[Task data Boundary: Start]

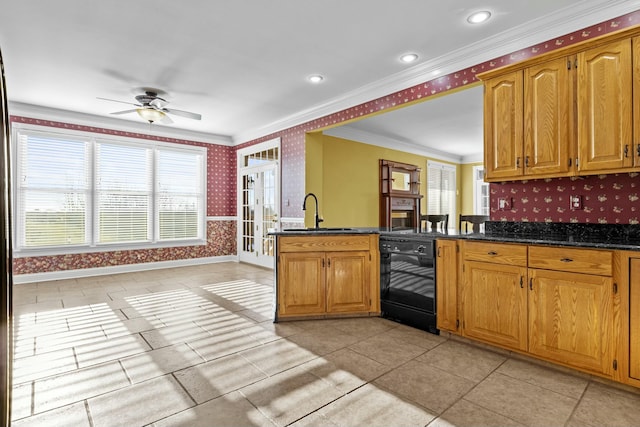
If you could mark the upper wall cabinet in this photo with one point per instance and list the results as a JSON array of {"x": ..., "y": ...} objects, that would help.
[
  {"x": 566, "y": 113},
  {"x": 604, "y": 107}
]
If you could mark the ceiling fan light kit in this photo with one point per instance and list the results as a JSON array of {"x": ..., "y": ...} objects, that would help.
[
  {"x": 150, "y": 114},
  {"x": 152, "y": 108}
]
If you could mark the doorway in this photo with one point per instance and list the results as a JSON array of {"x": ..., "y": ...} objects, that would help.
[{"x": 258, "y": 202}]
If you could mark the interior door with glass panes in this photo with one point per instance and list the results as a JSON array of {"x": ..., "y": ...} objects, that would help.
[{"x": 260, "y": 214}]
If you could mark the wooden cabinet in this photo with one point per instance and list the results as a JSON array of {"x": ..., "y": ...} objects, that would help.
[
  {"x": 347, "y": 281},
  {"x": 548, "y": 112},
  {"x": 301, "y": 283},
  {"x": 447, "y": 285},
  {"x": 634, "y": 318},
  {"x": 570, "y": 318},
  {"x": 494, "y": 294},
  {"x": 604, "y": 107},
  {"x": 320, "y": 275},
  {"x": 628, "y": 321},
  {"x": 552, "y": 302},
  {"x": 567, "y": 113},
  {"x": 503, "y": 114}
]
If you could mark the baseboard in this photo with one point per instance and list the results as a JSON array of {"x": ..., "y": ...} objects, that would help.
[{"x": 128, "y": 268}]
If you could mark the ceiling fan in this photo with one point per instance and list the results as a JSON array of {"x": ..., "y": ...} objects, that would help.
[{"x": 152, "y": 107}]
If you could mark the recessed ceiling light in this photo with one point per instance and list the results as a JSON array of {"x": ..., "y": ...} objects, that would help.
[
  {"x": 409, "y": 57},
  {"x": 478, "y": 17},
  {"x": 315, "y": 78}
]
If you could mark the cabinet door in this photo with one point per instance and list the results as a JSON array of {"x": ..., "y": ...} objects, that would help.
[
  {"x": 503, "y": 109},
  {"x": 570, "y": 318},
  {"x": 447, "y": 285},
  {"x": 495, "y": 303},
  {"x": 604, "y": 112},
  {"x": 634, "y": 318},
  {"x": 635, "y": 43},
  {"x": 348, "y": 282},
  {"x": 301, "y": 281},
  {"x": 548, "y": 118}
]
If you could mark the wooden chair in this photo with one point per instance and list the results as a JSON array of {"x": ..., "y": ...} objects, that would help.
[
  {"x": 437, "y": 221},
  {"x": 475, "y": 220}
]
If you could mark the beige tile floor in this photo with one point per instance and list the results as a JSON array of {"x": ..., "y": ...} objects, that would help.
[{"x": 195, "y": 346}]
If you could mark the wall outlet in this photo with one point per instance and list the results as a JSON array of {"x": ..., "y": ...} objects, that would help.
[
  {"x": 505, "y": 203},
  {"x": 575, "y": 203}
]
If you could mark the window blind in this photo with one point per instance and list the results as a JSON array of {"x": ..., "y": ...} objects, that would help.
[
  {"x": 84, "y": 191},
  {"x": 123, "y": 193},
  {"x": 180, "y": 195},
  {"x": 441, "y": 189},
  {"x": 52, "y": 191}
]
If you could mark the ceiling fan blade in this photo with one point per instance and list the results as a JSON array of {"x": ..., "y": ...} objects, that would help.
[
  {"x": 166, "y": 120},
  {"x": 125, "y": 111},
  {"x": 115, "y": 100},
  {"x": 181, "y": 113}
]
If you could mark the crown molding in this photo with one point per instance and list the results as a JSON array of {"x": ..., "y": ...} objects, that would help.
[{"x": 558, "y": 24}]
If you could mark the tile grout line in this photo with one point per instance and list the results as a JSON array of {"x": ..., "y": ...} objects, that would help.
[{"x": 88, "y": 410}]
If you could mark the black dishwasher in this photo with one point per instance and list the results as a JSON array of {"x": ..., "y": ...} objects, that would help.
[{"x": 408, "y": 280}]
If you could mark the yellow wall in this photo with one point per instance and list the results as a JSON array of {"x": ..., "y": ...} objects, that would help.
[{"x": 344, "y": 174}]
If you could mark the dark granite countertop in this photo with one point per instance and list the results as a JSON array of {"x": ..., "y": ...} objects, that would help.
[{"x": 599, "y": 236}]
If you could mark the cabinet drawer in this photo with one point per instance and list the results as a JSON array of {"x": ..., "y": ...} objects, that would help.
[
  {"x": 498, "y": 253},
  {"x": 588, "y": 261},
  {"x": 333, "y": 242}
]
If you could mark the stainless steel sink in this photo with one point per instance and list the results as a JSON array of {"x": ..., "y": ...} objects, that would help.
[{"x": 319, "y": 229}]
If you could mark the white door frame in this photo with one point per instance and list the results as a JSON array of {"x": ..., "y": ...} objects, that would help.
[{"x": 261, "y": 252}]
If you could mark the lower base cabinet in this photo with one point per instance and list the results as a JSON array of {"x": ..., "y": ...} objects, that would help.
[
  {"x": 570, "y": 319},
  {"x": 554, "y": 303},
  {"x": 327, "y": 275},
  {"x": 447, "y": 285},
  {"x": 634, "y": 319},
  {"x": 495, "y": 304}
]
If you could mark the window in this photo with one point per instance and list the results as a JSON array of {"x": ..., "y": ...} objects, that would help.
[
  {"x": 80, "y": 191},
  {"x": 441, "y": 190},
  {"x": 480, "y": 192}
]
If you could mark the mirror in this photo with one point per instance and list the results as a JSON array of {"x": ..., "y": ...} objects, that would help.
[{"x": 400, "y": 181}]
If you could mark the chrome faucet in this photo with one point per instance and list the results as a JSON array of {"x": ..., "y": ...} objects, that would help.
[{"x": 304, "y": 208}]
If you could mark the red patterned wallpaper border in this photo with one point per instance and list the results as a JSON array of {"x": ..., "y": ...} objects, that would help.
[
  {"x": 221, "y": 241},
  {"x": 606, "y": 199}
]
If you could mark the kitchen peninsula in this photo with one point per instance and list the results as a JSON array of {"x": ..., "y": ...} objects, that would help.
[{"x": 327, "y": 272}]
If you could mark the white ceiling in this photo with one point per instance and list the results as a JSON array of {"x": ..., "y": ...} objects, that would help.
[{"x": 243, "y": 64}]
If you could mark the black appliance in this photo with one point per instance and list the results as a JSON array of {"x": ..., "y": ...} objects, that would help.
[{"x": 408, "y": 279}]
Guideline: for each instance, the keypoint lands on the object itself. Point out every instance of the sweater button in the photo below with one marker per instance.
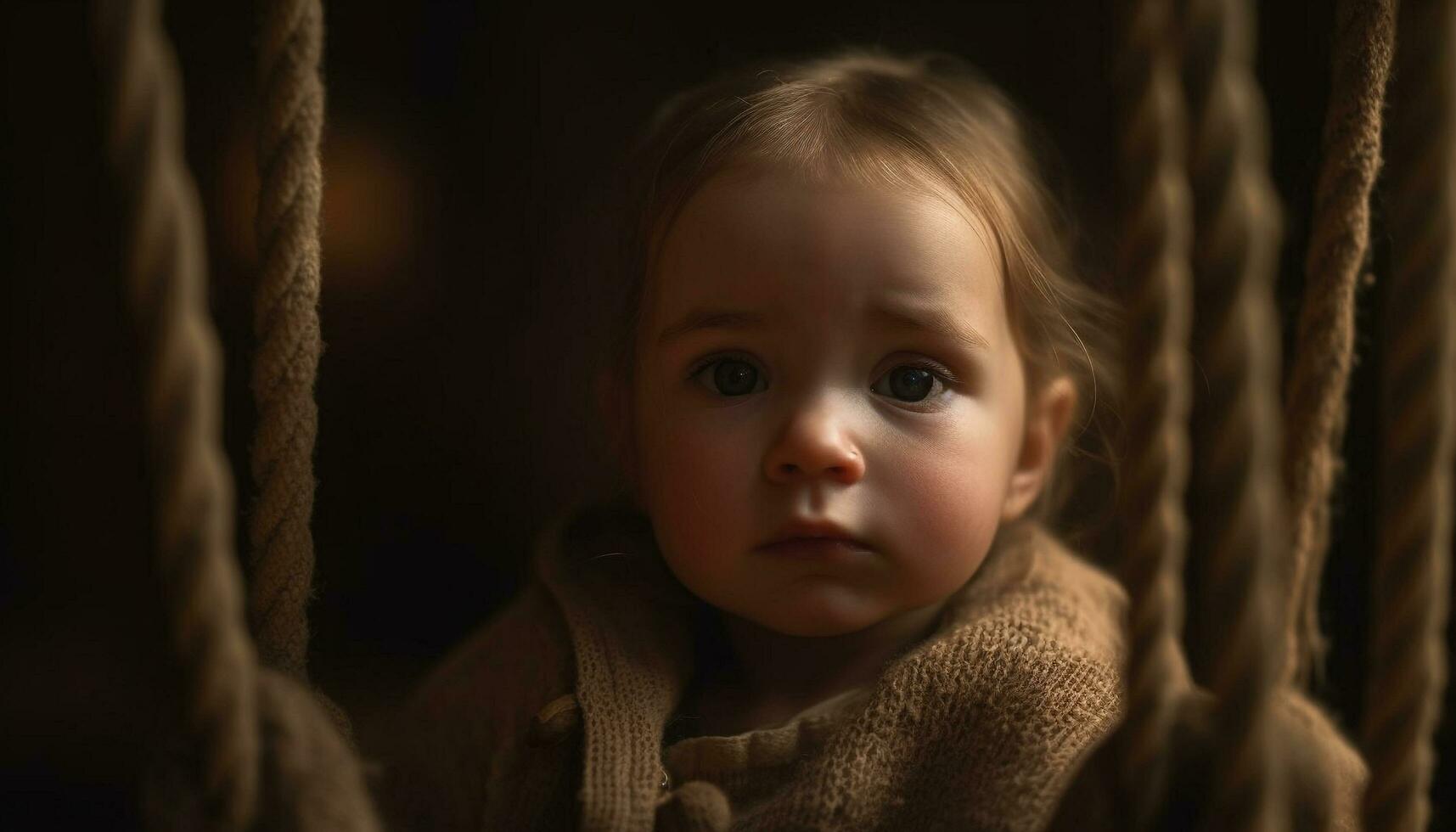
(694, 807)
(555, 722)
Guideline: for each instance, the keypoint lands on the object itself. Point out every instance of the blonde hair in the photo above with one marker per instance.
(873, 117)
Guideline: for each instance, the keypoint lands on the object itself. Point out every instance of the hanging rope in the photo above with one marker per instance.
(1315, 400)
(1154, 260)
(1413, 569)
(268, 754)
(285, 323)
(1240, 532)
(191, 490)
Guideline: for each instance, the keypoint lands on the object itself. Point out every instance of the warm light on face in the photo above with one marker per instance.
(827, 351)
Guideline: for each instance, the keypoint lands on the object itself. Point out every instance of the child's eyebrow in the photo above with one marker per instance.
(914, 318)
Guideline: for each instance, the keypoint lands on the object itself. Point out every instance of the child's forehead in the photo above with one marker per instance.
(741, 225)
(779, 245)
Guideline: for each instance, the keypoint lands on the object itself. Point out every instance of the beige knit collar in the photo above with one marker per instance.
(631, 628)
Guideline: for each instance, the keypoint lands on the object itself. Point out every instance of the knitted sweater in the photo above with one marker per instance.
(556, 714)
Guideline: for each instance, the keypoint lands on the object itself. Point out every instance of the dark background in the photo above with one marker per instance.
(464, 156)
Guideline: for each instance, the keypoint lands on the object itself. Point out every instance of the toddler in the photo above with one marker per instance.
(853, 357)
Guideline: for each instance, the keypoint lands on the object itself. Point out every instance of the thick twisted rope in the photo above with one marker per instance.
(1315, 398)
(1240, 531)
(166, 274)
(285, 323)
(1154, 261)
(1413, 569)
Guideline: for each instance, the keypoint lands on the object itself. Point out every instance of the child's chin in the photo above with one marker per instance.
(818, 618)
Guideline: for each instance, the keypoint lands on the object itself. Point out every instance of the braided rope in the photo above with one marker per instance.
(1413, 569)
(1315, 400)
(1236, 427)
(1155, 262)
(194, 500)
(285, 323)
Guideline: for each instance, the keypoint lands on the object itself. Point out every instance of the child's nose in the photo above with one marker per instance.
(814, 443)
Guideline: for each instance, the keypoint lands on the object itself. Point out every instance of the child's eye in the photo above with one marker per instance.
(730, 378)
(914, 384)
(910, 384)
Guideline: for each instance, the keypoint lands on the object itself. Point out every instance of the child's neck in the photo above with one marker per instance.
(788, 673)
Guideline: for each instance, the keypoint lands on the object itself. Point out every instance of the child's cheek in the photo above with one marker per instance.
(945, 508)
(700, 477)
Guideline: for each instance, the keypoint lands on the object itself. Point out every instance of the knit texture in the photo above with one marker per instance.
(552, 716)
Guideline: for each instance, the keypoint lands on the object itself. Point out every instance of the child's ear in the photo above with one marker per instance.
(1047, 417)
(616, 411)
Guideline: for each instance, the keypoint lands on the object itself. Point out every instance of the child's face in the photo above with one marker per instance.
(820, 411)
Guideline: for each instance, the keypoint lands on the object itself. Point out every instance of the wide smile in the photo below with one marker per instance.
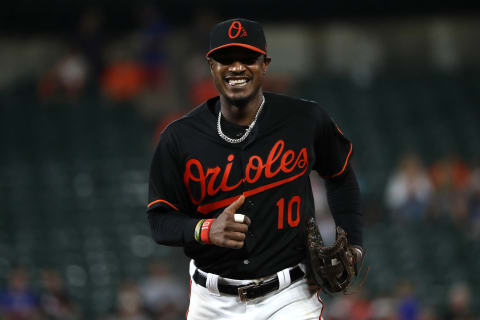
(237, 82)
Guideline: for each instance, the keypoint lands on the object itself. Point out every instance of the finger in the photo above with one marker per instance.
(234, 244)
(235, 205)
(238, 217)
(236, 227)
(237, 236)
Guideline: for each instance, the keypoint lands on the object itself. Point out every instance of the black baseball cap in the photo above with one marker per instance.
(238, 32)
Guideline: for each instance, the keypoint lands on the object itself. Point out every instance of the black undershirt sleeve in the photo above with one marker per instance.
(171, 228)
(343, 195)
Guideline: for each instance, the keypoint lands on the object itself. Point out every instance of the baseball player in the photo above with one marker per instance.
(230, 183)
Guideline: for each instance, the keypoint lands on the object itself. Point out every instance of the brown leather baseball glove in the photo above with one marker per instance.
(332, 268)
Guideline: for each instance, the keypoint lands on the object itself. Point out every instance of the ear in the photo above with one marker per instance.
(210, 64)
(266, 62)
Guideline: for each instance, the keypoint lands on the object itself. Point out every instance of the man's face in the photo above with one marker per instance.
(238, 72)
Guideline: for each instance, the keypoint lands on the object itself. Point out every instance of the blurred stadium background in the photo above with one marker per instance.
(85, 89)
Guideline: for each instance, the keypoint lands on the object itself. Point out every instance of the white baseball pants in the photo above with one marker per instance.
(291, 301)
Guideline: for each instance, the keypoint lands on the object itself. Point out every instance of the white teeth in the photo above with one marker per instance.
(239, 82)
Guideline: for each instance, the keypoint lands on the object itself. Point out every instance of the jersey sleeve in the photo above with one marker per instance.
(167, 208)
(333, 150)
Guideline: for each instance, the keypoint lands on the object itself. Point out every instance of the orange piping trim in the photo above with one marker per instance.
(164, 201)
(236, 44)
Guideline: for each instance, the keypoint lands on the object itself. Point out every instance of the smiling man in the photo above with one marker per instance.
(230, 183)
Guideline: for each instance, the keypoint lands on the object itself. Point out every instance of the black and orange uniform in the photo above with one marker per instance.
(195, 175)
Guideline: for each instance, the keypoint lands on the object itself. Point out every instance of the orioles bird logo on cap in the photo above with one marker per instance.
(239, 30)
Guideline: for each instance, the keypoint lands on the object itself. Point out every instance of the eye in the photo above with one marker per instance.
(247, 60)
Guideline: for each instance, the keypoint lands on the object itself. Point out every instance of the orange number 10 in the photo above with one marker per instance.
(281, 208)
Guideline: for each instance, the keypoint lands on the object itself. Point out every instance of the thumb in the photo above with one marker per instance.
(235, 205)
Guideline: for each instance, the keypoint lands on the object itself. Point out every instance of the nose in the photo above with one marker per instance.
(236, 66)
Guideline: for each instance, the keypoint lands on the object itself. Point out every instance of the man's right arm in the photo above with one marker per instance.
(171, 228)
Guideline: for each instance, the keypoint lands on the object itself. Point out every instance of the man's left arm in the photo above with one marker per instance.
(343, 195)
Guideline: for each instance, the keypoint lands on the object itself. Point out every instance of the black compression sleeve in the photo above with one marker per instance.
(343, 194)
(172, 228)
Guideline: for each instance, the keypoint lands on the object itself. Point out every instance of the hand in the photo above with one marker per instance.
(225, 232)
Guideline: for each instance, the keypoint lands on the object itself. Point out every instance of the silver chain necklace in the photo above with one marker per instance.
(247, 132)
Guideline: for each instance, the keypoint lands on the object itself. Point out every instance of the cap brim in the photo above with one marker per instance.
(236, 45)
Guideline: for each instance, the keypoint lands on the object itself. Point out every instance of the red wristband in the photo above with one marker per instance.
(204, 235)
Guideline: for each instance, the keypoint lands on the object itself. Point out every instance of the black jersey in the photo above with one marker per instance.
(195, 174)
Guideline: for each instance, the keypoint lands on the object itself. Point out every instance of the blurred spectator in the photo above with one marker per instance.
(450, 177)
(90, 42)
(409, 189)
(54, 299)
(164, 296)
(339, 308)
(123, 79)
(153, 54)
(17, 300)
(129, 304)
(361, 307)
(408, 307)
(67, 79)
(458, 303)
(384, 308)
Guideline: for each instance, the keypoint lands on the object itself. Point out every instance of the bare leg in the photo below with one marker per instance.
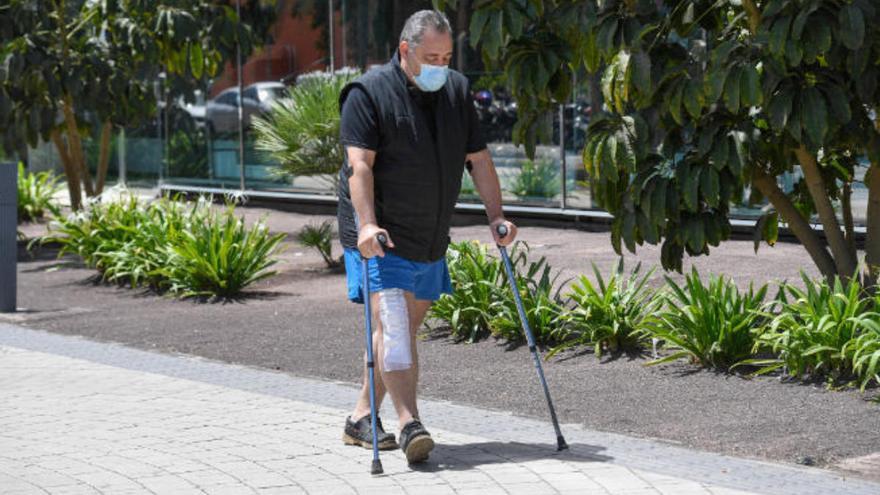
(417, 308)
(402, 385)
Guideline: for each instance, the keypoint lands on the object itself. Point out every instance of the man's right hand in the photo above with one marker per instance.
(368, 242)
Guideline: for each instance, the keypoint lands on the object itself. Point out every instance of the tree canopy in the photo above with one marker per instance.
(706, 100)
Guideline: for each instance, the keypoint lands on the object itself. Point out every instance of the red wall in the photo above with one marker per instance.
(294, 51)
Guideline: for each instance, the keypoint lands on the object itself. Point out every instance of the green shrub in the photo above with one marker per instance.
(35, 194)
(864, 351)
(820, 330)
(220, 256)
(478, 289)
(186, 250)
(537, 179)
(542, 303)
(712, 324)
(320, 237)
(608, 315)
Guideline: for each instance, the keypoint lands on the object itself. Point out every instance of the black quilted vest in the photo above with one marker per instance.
(416, 178)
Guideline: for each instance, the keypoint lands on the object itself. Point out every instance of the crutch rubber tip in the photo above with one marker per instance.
(560, 444)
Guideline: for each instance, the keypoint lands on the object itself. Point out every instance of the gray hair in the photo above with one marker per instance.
(415, 27)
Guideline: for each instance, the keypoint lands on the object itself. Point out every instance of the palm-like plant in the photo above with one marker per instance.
(540, 290)
(536, 179)
(320, 237)
(302, 132)
(35, 194)
(712, 324)
(477, 279)
(609, 314)
(823, 329)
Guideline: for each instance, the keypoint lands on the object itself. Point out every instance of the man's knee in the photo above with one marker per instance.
(396, 334)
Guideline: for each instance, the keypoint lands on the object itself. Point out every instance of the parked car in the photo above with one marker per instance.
(221, 113)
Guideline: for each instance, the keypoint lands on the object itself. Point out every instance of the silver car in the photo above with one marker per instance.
(221, 114)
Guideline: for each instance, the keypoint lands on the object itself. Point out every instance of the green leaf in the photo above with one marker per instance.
(715, 82)
(196, 60)
(838, 102)
(640, 67)
(515, 20)
(779, 108)
(801, 20)
(750, 87)
(628, 231)
(691, 189)
(778, 35)
(658, 202)
(606, 36)
(592, 56)
(794, 53)
(696, 236)
(710, 186)
(815, 113)
(677, 92)
(852, 26)
(693, 98)
(720, 152)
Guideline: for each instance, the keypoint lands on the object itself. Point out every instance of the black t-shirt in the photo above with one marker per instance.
(359, 125)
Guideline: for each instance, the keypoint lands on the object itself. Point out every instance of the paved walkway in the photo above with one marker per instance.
(78, 416)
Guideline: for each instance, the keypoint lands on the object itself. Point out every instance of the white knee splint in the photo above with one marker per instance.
(395, 330)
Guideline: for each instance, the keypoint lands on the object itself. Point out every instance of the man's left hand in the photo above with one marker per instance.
(511, 231)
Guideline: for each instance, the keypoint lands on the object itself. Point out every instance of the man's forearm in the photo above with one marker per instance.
(361, 185)
(487, 184)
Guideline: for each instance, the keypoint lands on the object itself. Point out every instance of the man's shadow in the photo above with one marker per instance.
(468, 456)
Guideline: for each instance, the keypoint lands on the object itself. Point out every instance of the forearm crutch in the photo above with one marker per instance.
(508, 268)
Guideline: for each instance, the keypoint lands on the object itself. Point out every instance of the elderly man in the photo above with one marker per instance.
(409, 128)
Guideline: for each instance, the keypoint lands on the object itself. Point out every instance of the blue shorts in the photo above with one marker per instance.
(428, 281)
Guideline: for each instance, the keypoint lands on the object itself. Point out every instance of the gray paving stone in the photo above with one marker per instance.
(85, 417)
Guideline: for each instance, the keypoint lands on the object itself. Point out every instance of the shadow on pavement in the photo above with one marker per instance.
(468, 456)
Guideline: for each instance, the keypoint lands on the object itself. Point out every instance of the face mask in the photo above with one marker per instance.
(432, 77)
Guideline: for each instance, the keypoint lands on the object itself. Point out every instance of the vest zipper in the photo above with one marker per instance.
(441, 194)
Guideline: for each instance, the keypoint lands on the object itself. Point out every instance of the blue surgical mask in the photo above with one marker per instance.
(432, 77)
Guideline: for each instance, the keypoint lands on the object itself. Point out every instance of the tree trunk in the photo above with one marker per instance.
(872, 240)
(799, 226)
(103, 161)
(848, 223)
(77, 157)
(70, 172)
(844, 257)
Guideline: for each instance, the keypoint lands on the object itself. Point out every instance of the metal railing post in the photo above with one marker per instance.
(8, 236)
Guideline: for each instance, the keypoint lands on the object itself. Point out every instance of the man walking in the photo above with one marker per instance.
(408, 128)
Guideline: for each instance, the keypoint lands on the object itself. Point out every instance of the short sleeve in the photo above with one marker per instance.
(358, 124)
(475, 140)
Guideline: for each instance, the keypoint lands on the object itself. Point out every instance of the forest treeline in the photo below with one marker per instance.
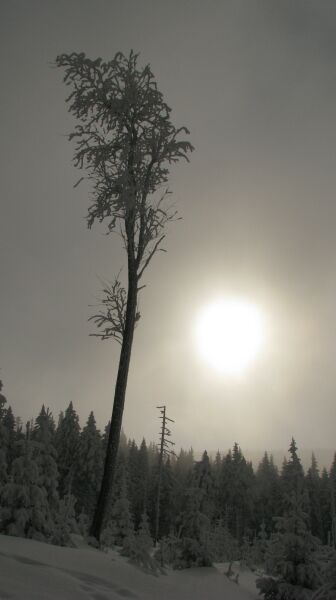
(218, 509)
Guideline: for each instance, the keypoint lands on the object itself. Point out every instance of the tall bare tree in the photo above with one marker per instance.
(125, 141)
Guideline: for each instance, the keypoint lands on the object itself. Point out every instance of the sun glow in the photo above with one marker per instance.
(229, 335)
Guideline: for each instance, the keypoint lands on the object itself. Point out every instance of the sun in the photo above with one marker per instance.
(230, 335)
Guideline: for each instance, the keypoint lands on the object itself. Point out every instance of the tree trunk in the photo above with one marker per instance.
(118, 405)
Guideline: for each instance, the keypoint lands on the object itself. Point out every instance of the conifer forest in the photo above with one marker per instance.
(278, 522)
(168, 292)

[Task data Boundary: End]

**Exercise directions**
All lines from the one containing "of the sun in" down to the final line above are to be restated word for word; leave out the rest.

**Exercise result**
Guideline: for each instance, the keypoint lands on the object itself. Point out every instance of the sun in the photo above with one marker per instance.
(230, 335)
Guideline: for each instance, the keypoint lands on the object itself. Point out every instance of the tree trunk in the photo above with one marker per instance.
(118, 405)
Guideline: for each instance, the keypoint lands on the object itself. Point out every instance of the conifer forest in the photo above with one marker per instance.
(278, 522)
(168, 292)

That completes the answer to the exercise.